SOURCE MATERIAL Start Marker

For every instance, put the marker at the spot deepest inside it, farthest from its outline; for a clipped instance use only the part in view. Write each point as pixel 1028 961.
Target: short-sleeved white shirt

SOURCE MATERIAL End Marker
SOURCE MATERIAL Start Marker

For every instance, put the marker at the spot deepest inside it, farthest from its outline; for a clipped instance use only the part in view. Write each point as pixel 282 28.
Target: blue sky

SOURCE MATERIAL End Marker
SOURCE MATERIAL Start Marker

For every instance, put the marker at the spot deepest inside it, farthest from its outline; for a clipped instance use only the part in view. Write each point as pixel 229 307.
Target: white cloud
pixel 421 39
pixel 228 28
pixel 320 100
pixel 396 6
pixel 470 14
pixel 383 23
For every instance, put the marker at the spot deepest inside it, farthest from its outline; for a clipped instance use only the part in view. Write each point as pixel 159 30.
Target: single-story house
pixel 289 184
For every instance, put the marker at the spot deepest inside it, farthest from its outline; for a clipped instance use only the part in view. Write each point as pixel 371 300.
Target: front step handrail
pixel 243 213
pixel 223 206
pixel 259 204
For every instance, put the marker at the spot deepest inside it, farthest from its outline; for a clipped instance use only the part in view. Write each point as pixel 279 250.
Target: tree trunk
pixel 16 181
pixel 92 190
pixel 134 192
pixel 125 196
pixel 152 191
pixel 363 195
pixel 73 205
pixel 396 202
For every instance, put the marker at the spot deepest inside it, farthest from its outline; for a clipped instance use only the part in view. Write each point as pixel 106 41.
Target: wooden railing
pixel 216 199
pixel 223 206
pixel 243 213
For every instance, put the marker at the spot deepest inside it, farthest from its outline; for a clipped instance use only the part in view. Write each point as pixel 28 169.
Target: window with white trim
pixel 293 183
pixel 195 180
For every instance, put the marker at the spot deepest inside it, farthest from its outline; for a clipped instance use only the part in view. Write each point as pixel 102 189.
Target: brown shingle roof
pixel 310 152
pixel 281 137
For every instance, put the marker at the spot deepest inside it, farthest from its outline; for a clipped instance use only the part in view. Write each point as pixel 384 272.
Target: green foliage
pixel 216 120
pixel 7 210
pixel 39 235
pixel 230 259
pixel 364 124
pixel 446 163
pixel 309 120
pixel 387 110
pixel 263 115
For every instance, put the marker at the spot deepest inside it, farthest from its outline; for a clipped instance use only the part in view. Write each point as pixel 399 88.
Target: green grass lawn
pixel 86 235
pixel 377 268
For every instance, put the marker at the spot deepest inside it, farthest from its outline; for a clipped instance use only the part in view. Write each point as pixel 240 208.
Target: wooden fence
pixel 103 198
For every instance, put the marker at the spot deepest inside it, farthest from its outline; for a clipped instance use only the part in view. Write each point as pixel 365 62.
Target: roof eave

SOURCE MATERIAL End Marker

- PROBLEM STATEMENT:
In the entries above, please find the line with "pixel 28 169." and the line with "Target: roof eave", then write out exactly those two lines and every line between them, and nothing more.

- RESULT OF THE TASK:
For every instance, put the marker at the spot deepest inside it, farthest from its outline; for a clipped instance use only the part in view. Write each point as pixel 28 169.
Target: window with white trim
pixel 293 183
pixel 195 180
For every instance, put the marker at the spot deepest inside it, farthest from its outline; for a clipped instance use only the part in view. Write each point as pixel 102 189.
Target: brown shingle roof
pixel 310 152
pixel 281 137
For every instance, put the marker at the spot deepest inside it, farthest from its outline; for a clipped instance use only the part in view. Write each point as pixel 384 272.
Target: green foliage
pixel 216 120
pixel 7 210
pixel 39 235
pixel 230 259
pixel 364 124
pixel 446 163
pixel 309 120
pixel 387 110
pixel 263 115
For every instance, put the marker at the spot deepest inside it, farthest from its outline; for a clipped instance use only the part in view. Write each point as pixel 399 88.
Target: green grass lawn
pixel 86 235
pixel 377 268
For every instance, put the marker at the spot deepest inside it, farthest from its outline; for a clipped instance use only the part in view. Write each point as pixel 240 208.
Target: wooden fence
pixel 103 198
For every instance, put the marker at the spot deepest inside it, farthest from its outline; for a clipped instance use only the part in view. Write each point as pixel 365 62.
Target: roof eave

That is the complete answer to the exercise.